## [Shape annotation lines]
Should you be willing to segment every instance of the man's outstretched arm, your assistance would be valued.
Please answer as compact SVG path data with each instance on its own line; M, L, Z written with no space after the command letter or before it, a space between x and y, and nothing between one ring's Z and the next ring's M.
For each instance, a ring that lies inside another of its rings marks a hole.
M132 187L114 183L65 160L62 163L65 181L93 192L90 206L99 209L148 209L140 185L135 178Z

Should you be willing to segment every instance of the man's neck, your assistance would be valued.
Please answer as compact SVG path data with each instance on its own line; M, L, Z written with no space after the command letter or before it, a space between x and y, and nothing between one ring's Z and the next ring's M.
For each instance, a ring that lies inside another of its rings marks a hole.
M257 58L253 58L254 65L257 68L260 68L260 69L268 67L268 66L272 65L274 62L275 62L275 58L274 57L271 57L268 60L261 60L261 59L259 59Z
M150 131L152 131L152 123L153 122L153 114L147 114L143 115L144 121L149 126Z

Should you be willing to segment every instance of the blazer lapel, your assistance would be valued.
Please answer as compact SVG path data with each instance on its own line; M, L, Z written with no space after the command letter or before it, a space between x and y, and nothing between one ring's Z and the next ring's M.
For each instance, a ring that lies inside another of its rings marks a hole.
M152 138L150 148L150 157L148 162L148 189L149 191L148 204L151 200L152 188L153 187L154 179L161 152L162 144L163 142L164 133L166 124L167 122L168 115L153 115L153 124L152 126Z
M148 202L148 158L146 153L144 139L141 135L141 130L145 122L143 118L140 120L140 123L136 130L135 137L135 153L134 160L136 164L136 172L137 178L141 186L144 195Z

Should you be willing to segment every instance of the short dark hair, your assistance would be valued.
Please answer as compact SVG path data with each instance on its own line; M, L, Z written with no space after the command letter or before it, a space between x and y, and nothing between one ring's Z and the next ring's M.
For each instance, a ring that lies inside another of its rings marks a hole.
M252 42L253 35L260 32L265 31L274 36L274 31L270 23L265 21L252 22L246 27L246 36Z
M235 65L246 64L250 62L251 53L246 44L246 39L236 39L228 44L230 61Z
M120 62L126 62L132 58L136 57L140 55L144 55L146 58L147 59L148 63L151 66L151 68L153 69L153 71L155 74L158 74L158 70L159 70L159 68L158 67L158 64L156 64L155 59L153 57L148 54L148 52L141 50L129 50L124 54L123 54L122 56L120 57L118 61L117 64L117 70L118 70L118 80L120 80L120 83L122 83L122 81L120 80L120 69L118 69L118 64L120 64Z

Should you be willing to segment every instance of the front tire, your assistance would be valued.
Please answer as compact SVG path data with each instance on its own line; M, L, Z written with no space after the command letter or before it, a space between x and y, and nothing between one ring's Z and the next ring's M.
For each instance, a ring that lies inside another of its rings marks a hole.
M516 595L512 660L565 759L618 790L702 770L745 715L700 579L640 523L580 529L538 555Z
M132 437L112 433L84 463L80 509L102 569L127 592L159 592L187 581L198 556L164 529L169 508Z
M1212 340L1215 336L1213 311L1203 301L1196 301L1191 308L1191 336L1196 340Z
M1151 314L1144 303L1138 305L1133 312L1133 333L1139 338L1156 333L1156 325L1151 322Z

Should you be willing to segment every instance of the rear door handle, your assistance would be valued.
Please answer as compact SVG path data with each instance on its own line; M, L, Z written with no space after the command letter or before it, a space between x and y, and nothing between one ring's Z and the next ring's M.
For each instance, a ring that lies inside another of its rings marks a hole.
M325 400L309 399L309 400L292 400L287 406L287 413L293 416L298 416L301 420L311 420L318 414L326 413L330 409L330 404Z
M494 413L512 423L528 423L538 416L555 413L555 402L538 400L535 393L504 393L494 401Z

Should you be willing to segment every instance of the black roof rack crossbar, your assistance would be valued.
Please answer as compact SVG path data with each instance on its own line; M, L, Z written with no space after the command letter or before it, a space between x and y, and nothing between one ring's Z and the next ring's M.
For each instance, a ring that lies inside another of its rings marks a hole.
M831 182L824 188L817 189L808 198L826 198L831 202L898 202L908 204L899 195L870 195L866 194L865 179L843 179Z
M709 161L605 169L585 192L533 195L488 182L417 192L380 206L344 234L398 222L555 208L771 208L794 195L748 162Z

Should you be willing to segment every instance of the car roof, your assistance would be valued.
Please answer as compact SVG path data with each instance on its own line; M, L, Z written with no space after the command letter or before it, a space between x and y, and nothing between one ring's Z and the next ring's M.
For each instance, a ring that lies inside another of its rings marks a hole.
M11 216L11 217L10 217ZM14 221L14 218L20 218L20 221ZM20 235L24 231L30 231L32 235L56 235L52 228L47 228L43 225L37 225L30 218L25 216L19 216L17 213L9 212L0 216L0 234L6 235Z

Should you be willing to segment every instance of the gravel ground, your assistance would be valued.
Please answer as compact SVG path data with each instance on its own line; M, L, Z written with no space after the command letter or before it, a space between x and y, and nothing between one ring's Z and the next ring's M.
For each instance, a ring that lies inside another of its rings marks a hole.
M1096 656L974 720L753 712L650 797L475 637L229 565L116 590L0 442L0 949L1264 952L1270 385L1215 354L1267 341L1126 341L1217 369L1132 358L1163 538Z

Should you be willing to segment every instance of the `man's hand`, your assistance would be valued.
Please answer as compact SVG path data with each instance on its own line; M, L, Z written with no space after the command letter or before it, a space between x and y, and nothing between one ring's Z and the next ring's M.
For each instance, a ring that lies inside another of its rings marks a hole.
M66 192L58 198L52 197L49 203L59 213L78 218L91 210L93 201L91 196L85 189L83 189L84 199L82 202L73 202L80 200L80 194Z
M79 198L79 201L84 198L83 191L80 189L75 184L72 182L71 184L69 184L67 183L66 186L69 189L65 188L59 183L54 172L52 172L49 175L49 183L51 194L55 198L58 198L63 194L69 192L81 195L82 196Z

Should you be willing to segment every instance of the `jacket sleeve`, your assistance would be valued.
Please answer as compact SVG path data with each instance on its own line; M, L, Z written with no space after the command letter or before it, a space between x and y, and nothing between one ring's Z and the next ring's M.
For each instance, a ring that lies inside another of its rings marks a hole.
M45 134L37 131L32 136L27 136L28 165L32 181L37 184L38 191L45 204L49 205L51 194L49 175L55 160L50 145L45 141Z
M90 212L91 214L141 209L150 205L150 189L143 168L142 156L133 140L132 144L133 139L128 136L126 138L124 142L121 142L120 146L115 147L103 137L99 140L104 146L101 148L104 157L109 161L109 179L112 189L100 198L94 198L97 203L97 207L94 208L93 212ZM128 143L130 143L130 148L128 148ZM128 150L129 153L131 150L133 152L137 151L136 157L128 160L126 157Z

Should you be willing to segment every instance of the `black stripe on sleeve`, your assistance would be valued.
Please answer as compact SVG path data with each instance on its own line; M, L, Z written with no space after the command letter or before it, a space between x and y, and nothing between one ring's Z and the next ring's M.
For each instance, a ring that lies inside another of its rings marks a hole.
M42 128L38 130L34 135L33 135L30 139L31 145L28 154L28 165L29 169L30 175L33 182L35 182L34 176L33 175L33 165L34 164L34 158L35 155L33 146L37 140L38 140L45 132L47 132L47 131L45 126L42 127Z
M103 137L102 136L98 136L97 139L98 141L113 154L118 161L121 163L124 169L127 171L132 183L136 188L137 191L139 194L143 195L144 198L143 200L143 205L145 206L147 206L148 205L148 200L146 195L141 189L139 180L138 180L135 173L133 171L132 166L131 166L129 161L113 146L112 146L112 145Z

==

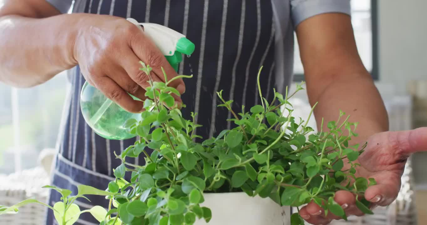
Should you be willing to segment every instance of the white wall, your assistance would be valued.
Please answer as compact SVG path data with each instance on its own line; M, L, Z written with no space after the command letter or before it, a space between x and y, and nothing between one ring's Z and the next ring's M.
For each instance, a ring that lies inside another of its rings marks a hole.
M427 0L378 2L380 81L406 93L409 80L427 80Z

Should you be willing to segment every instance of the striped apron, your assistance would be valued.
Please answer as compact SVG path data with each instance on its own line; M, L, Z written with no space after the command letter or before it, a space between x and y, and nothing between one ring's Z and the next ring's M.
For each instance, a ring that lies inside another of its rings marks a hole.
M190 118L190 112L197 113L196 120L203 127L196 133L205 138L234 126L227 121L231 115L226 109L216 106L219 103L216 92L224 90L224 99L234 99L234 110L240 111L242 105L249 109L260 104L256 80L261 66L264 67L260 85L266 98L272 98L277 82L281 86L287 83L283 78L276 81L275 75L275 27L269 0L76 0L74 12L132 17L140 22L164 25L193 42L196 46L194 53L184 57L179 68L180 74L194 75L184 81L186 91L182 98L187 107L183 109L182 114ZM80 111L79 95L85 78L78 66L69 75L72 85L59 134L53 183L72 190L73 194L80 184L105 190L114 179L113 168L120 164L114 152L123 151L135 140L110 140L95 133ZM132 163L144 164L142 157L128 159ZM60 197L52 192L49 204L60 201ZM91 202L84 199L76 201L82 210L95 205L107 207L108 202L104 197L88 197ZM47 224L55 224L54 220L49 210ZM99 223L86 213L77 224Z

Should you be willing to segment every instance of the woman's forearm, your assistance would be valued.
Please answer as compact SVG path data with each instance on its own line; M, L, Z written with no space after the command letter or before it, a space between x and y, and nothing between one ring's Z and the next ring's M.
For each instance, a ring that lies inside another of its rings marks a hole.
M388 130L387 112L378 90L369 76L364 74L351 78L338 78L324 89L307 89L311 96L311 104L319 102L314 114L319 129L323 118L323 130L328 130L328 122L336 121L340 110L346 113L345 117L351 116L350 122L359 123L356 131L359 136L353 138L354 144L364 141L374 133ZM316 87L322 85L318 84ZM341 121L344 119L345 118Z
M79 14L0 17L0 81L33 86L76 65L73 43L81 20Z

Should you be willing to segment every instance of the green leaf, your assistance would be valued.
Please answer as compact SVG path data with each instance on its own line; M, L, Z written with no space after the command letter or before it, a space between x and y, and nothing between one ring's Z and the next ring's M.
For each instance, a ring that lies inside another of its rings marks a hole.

* * *

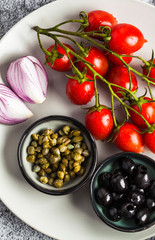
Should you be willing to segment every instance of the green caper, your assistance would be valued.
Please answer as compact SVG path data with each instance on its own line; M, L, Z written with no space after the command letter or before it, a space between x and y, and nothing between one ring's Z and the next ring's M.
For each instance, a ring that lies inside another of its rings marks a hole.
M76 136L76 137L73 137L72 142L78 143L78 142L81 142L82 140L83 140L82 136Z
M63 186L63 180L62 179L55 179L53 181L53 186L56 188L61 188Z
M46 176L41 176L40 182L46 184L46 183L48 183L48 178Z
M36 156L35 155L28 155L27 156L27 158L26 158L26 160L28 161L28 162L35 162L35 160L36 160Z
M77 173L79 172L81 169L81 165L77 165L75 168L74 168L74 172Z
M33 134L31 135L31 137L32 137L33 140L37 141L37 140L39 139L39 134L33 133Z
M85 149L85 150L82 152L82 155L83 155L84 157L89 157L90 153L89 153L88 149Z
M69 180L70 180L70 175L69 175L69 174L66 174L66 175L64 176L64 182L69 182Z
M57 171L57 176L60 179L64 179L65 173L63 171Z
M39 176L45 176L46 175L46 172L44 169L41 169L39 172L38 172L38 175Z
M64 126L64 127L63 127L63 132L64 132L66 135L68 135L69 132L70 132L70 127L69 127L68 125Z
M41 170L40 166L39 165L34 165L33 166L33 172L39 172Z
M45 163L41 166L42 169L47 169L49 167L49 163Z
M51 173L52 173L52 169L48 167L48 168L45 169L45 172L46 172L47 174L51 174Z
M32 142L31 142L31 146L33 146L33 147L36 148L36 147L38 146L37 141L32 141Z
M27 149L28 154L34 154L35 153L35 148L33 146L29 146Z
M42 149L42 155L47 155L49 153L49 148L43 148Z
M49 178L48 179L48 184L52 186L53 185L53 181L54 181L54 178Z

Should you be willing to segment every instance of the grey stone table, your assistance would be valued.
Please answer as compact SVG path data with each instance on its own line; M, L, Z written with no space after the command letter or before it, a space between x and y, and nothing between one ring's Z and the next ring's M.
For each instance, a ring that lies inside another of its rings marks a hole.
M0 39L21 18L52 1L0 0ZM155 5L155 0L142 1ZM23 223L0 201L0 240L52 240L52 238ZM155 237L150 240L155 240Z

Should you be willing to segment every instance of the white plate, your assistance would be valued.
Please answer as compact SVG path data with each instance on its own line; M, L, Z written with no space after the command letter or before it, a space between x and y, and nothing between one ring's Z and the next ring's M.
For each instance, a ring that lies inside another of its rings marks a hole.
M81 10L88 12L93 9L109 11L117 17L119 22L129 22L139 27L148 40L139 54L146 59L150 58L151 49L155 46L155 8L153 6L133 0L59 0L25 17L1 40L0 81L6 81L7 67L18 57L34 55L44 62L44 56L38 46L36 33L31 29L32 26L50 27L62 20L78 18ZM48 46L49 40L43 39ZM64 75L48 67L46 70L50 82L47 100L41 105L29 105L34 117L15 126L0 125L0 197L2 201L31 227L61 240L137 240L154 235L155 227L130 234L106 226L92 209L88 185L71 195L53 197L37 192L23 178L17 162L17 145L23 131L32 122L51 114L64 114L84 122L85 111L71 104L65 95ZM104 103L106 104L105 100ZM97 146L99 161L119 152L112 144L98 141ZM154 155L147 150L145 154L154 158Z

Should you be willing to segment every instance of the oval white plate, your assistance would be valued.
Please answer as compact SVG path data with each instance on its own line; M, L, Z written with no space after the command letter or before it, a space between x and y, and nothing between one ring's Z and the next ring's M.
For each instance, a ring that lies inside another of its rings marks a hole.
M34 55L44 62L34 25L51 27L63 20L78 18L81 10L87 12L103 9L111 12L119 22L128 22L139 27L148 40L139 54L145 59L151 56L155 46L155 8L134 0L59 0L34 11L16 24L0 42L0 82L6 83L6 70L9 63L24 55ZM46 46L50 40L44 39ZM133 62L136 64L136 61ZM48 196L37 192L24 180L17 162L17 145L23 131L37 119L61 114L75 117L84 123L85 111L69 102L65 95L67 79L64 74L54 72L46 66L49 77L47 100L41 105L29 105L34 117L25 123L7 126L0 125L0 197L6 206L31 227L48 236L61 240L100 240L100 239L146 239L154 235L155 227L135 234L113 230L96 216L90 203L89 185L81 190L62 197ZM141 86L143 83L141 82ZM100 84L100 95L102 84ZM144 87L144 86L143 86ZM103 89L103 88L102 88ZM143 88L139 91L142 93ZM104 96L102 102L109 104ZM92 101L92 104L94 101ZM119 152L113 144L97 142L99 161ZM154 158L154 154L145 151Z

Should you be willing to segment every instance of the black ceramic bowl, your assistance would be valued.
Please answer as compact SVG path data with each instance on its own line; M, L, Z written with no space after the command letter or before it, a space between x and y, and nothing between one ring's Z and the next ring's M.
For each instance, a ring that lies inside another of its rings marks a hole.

## [Instruction]
Reproduce verbatim the lines starting with the one containing "outstretched arm, your assistance would be valued." and ending with the one containing "M150 131L152 131L152", both included.

## [The result]
Should you be willing to segment every instance of the man's outstretched arm, your assistance would be valued.
Please answer as compact SVG path data with each instance on its own line; M, L, Z written with no space after the command letter or before it, a space between x and y, and nothing between one ring's Z and the next ring's M.
For each instance, a ring that lies inside another of its rings marks a hole.
M132 187L114 183L65 160L62 163L65 181L93 192L90 206L99 209L148 209L140 185L135 178Z

Should you be willing to segment every instance of the man's neck, your assistance would be valued.
Please answer as compact SVG path data with each instance on its own line; M, L, Z written with no space after the command letter or before it, a space between x and y, and nothing between one ring's Z and the next ring's M.
For each instance, a ring that lies inside another of its rings marks a hole.
M257 58L253 58L254 65L257 68L260 68L260 69L268 67L268 66L272 65L274 62L275 62L275 58L274 57L271 57L268 60L261 60L261 59L259 59Z
M150 131L152 131L152 123L153 122L153 114L147 114L143 115L144 121L149 126Z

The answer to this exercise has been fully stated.